*TO BE DONE*
Count how many of the rows below contain the string "crowd", with uppercase and lowercase treated as different. Reply with only the number.

*PROVIDED DATA*
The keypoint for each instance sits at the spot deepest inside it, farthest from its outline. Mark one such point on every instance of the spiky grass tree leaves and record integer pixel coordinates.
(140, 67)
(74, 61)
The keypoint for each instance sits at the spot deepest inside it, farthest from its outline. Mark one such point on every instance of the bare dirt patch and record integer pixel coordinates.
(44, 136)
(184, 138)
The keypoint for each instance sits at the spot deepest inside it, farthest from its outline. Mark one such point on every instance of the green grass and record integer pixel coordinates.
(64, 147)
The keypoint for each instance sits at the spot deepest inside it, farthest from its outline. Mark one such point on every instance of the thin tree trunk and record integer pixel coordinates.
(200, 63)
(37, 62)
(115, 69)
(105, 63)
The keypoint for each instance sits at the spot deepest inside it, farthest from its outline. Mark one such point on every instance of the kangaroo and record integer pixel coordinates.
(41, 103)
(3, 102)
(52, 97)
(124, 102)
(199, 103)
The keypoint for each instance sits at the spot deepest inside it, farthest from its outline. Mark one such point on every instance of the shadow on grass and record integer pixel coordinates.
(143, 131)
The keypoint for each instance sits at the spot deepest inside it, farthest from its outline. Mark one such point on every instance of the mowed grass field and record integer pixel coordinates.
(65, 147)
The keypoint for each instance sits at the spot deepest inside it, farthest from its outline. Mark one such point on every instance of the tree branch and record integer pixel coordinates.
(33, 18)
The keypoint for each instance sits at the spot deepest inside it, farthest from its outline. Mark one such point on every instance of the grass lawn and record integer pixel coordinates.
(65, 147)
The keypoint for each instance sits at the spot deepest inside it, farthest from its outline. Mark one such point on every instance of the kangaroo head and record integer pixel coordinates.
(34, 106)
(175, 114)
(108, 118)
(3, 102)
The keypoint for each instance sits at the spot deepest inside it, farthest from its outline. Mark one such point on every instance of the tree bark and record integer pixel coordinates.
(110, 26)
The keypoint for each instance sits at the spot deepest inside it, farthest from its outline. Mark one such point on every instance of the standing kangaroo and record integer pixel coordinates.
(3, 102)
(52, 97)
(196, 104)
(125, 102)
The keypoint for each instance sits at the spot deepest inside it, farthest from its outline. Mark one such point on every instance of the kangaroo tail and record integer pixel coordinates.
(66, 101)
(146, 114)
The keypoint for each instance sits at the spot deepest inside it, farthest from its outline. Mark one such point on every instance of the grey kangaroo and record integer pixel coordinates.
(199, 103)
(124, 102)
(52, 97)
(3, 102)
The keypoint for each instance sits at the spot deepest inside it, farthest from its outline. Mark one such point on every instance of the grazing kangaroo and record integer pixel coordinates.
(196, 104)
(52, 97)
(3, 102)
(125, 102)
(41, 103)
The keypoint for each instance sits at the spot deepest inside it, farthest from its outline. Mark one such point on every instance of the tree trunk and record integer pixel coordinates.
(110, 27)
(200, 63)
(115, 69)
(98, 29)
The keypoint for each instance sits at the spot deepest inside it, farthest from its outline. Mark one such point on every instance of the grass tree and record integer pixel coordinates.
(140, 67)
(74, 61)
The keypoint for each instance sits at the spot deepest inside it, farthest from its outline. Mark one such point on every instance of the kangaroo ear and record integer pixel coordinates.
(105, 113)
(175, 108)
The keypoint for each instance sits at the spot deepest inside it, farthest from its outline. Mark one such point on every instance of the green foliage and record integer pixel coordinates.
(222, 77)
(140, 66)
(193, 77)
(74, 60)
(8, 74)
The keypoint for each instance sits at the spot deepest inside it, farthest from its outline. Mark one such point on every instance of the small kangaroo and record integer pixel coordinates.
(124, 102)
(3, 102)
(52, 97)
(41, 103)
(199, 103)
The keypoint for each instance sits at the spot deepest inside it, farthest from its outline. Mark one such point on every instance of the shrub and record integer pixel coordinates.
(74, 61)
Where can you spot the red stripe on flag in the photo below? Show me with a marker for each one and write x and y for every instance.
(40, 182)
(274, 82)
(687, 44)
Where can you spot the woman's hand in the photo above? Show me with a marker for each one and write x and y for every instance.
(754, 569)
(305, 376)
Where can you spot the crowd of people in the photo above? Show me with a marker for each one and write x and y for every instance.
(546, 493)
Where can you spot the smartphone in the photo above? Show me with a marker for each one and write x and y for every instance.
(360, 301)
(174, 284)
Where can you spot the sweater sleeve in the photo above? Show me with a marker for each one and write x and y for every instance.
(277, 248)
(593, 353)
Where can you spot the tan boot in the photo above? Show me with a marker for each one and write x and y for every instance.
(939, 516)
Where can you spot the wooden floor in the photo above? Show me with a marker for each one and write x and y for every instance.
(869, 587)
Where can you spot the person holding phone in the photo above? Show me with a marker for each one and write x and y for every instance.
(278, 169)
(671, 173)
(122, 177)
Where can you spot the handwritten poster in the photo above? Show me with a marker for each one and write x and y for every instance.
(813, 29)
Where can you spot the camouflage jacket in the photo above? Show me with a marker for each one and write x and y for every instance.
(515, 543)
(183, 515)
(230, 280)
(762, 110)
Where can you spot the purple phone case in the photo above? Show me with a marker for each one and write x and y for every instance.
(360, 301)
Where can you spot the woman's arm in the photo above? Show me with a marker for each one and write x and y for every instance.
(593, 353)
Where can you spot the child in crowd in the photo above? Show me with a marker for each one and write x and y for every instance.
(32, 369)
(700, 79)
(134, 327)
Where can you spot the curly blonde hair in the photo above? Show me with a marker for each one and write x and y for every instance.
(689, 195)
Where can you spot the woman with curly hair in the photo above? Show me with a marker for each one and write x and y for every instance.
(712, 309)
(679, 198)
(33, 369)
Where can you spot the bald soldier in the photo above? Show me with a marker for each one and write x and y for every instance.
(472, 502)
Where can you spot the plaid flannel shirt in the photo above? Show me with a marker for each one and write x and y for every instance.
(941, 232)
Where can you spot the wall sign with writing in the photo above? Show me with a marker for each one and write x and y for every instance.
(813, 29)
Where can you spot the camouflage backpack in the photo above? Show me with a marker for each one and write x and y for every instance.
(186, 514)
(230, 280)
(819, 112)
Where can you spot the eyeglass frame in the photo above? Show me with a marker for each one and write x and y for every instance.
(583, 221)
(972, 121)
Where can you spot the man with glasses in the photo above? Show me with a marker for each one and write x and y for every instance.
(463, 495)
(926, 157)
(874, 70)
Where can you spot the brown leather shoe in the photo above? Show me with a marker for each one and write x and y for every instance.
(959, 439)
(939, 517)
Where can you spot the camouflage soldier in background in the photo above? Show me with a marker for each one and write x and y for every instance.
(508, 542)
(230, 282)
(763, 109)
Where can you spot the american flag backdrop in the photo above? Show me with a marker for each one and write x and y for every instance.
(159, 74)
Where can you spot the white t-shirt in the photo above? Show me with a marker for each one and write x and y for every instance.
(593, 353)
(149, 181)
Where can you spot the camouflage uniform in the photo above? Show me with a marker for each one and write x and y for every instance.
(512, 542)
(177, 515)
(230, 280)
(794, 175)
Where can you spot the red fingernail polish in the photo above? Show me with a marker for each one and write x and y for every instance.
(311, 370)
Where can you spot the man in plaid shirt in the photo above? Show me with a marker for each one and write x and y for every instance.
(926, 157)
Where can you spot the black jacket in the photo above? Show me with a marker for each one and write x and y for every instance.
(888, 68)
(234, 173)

* * *

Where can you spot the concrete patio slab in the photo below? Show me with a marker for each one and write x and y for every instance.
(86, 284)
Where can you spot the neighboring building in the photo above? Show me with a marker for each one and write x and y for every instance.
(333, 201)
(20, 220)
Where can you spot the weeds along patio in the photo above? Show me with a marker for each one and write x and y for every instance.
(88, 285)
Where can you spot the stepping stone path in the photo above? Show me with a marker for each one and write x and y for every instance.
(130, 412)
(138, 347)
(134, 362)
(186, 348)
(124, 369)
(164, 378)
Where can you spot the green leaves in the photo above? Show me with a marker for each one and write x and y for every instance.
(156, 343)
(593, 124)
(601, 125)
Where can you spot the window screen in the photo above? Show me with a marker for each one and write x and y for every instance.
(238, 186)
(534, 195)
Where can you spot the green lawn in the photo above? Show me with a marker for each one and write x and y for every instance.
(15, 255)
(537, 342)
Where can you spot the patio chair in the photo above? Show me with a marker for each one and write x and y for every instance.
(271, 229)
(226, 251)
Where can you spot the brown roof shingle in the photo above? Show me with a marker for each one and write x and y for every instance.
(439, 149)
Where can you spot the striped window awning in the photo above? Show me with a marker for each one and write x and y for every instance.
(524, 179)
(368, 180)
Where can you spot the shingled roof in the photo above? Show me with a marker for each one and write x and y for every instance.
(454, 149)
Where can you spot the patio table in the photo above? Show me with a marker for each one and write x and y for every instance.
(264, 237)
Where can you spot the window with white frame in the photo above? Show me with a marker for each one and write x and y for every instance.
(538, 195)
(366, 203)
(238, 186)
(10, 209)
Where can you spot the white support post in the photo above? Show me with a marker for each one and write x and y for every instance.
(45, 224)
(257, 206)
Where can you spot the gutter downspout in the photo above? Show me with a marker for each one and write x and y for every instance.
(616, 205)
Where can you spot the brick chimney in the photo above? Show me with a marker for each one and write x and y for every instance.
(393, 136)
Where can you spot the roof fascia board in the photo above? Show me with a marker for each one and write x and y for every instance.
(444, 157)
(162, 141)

*RESULT FOR THIS TASK*
2